== PASSAGE PROVIDED

MFCC

Extraction of MFCC features from audio signals

Extract MFCC (Mel Frequency Cepstral Coeficients) from an audio signal. Uses the Kaldi implementation (see [kaldi-mfcc]):

Audio —> MfccProcessor —> Features

Examples

>>> from shennong.audio import Audio
>>> from shennong.processor.mfcc import MfccProcessor
>>> audio = Audio.load('./test/data/test.wav')

Initialize the MFCC processor with some options. Options can be specified at construction, or after:

>>> processor = MfccProcessor(sample_rate=audio.sample_rate)
>>> processor.window_type = 'hanning'
>>> processor.low_freq = 20
>>> processor.high_freq = -100  # nyquist - 100
>>> processor.use_energy = False  # use C0 instead

Compute the MFCC features with the specified options, the output is an instance of Features:

>>> mfcc = processor.process(audio)
>>> type(mfcc)
<class 'shennong.features.Features'>
>>> mfcc.shape[1] == processor.num_ceps
True

References

kaldi-mfcc

http://kaldi-asr.org/doc/feat.html#feat_mfcc

class shennong.processor.mfcc.MfccProcessor(sample_rate=16000, frame_shift=0.01, frame_length=0.025, dither=1.0, preemph_coeff=0.97, remove_dc_offset=True, window_type='povey', round_to_power_of_two=True, blackman_coeff=0.42, snip_edges=True, num_bins=23, low_freq=20, high_freq=0, vtln_low=100, vtln_high=- 500, num_ceps=13, use_energy=True, energy_floor=0.0, raw_energy=True, cepstral_lifter=22.0, htk_compat=False)[source]

Bases: shennong.processor.base.MelFeaturesProcessor

Mel Frequency Cepstral Coeficients

property name

Name of the processor

property blackman_coeff

Constant coefficient for generalized Blackman window

Used only if window_type is ‘blackman’

property dither

Amount of dithering

0.0 means no dither

property frame_length

Frame length in seconds

property frame_shift

Frame shift in seconds

get_params(deep=True)

Get parameters for this processor.

Parameters

deep (boolean, optional) – If True, will return the parameters for this processor and contained subobjects that are processors. Default to True.

Returns

params (mapping of string to any) – Parameter names mapped to their values.

get_properties(**kwargs)

====

▶ **SHORT TASK A**
Reproduce the listing, starting at its beginning and ending at the line containing "<point>208,145</point>". Substitute "paved road" for "gravel ground", keep everything else unchanged, and omit the pictures.

== DATASET EXTRACT

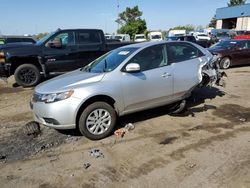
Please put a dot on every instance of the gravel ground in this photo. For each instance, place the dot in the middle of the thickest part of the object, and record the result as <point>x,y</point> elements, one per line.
<point>208,145</point>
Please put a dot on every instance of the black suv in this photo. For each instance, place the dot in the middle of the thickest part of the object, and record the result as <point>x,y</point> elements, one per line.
<point>189,38</point>
<point>15,39</point>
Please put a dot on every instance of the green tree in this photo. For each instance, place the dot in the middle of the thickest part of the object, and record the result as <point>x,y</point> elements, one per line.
<point>212,22</point>
<point>186,27</point>
<point>131,22</point>
<point>236,2</point>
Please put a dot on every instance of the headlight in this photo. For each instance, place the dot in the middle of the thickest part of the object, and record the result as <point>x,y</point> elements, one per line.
<point>52,97</point>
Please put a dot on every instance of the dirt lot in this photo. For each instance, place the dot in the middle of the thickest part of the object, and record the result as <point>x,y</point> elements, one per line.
<point>206,146</point>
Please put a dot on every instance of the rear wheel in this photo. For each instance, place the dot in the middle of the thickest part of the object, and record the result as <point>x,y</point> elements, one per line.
<point>97,121</point>
<point>225,63</point>
<point>27,75</point>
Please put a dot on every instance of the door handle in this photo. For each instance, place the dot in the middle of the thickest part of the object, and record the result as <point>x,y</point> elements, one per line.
<point>166,75</point>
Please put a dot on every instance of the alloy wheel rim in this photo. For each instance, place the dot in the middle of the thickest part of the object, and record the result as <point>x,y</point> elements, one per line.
<point>98,121</point>
<point>27,75</point>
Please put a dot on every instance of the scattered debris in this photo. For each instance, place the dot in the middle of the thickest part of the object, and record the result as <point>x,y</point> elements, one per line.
<point>168,140</point>
<point>243,119</point>
<point>189,164</point>
<point>72,138</point>
<point>96,153</point>
<point>3,158</point>
<point>32,128</point>
<point>122,131</point>
<point>86,165</point>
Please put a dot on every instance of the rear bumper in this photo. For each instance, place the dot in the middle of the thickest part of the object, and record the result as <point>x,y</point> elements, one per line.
<point>4,70</point>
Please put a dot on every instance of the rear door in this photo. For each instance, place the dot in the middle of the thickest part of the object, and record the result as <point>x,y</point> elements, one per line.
<point>153,85</point>
<point>185,60</point>
<point>241,54</point>
<point>62,59</point>
<point>90,46</point>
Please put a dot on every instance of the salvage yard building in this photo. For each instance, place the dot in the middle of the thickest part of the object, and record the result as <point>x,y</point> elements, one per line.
<point>235,17</point>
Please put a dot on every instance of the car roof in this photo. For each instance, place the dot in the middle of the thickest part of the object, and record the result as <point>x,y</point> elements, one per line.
<point>147,44</point>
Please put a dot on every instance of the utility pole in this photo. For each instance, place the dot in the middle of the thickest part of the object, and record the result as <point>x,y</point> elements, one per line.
<point>118,10</point>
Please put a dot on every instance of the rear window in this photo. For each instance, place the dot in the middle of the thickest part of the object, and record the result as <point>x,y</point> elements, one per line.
<point>28,40</point>
<point>2,41</point>
<point>85,37</point>
<point>178,52</point>
<point>13,40</point>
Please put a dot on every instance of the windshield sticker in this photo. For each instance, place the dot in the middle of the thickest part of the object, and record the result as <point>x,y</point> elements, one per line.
<point>123,53</point>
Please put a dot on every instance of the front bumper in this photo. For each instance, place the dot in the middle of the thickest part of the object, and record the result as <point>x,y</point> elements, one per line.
<point>57,115</point>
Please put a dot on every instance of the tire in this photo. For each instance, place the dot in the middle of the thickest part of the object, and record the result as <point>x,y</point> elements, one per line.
<point>92,125</point>
<point>27,75</point>
<point>225,63</point>
<point>178,107</point>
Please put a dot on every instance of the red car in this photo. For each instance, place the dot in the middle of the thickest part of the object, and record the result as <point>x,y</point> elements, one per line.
<point>232,52</point>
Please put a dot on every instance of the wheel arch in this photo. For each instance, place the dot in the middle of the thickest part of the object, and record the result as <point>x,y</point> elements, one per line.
<point>16,62</point>
<point>91,100</point>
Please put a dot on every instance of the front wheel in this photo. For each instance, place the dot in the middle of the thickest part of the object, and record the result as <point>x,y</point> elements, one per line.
<point>27,75</point>
<point>225,63</point>
<point>97,121</point>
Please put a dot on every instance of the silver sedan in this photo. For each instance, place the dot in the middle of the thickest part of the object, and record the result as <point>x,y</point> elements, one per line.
<point>126,80</point>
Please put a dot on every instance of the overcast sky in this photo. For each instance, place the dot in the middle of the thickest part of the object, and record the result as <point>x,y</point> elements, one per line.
<point>35,16</point>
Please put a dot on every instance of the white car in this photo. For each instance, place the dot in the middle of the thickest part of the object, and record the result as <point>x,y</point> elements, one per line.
<point>155,36</point>
<point>140,38</point>
<point>126,80</point>
<point>201,36</point>
<point>122,37</point>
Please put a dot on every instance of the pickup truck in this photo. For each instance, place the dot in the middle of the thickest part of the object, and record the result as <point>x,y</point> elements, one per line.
<point>58,52</point>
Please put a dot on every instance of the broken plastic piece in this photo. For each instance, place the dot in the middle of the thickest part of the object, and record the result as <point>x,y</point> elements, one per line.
<point>96,153</point>
<point>32,128</point>
<point>86,165</point>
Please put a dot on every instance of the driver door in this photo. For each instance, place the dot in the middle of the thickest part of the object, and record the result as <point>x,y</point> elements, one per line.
<point>64,58</point>
<point>153,85</point>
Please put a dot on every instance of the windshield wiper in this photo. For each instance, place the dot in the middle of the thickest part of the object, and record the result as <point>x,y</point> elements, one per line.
<point>86,68</point>
<point>105,65</point>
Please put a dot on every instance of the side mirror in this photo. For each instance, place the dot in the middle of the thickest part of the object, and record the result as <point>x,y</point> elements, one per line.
<point>55,43</point>
<point>133,67</point>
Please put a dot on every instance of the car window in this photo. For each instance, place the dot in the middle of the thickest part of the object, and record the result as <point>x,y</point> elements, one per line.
<point>13,40</point>
<point>109,61</point>
<point>242,44</point>
<point>178,52</point>
<point>2,41</point>
<point>85,37</point>
<point>67,38</point>
<point>150,58</point>
<point>28,40</point>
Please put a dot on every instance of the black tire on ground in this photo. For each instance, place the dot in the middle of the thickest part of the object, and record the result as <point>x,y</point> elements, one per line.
<point>179,107</point>
<point>225,63</point>
<point>89,115</point>
<point>27,75</point>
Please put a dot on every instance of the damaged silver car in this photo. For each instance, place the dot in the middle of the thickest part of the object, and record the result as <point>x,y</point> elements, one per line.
<point>126,80</point>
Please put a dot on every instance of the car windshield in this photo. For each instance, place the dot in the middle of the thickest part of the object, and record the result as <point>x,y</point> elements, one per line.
<point>225,44</point>
<point>202,35</point>
<point>156,36</point>
<point>42,40</point>
<point>222,35</point>
<point>139,37</point>
<point>172,38</point>
<point>118,37</point>
<point>109,61</point>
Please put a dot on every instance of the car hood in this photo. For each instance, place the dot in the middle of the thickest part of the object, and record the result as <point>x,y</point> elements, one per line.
<point>16,45</point>
<point>215,50</point>
<point>71,80</point>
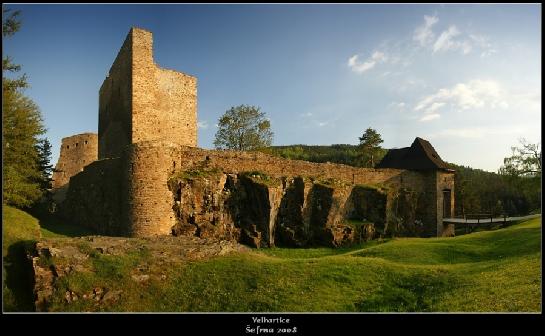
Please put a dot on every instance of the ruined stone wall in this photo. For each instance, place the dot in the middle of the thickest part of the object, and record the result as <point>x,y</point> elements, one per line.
<point>94,198</point>
<point>149,202</point>
<point>150,164</point>
<point>132,195</point>
<point>115,105</point>
<point>77,151</point>
<point>141,102</point>
<point>236,162</point>
<point>444,181</point>
<point>164,101</point>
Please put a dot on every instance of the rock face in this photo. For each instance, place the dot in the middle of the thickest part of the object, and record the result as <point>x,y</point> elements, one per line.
<point>54,259</point>
<point>263,211</point>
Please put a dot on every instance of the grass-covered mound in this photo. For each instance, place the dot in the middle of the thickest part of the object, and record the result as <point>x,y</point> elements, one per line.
<point>19,231</point>
<point>485,271</point>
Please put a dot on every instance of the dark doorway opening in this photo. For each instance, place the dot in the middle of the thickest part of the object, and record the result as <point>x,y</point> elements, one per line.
<point>446,203</point>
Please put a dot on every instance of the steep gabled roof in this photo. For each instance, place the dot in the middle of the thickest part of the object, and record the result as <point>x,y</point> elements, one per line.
<point>420,156</point>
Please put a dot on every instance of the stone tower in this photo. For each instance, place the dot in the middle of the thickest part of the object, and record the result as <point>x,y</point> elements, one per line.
<point>77,151</point>
<point>139,101</point>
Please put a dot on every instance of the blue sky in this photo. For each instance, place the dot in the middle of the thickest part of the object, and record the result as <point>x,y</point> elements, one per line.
<point>465,77</point>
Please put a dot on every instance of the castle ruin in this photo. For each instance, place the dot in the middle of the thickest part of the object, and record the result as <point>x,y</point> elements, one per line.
<point>146,177</point>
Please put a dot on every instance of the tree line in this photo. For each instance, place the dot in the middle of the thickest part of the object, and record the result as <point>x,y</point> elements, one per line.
<point>26,151</point>
<point>514,190</point>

====

▶ **SHORT TASK B**
According to the MFCC documentation, whose implementation does the MFCC extraction use?

▶ **WORKED SOLUTION A**
Please put a dot on every instance of the paved road in this photo. For each instance, place the dot in the middle of the thickest part of the object, and record the result as <point>x,y</point> elements, one per line.
<point>208,145</point>

▶ **WORKED SOLUTION B**
The Kaldi implementation.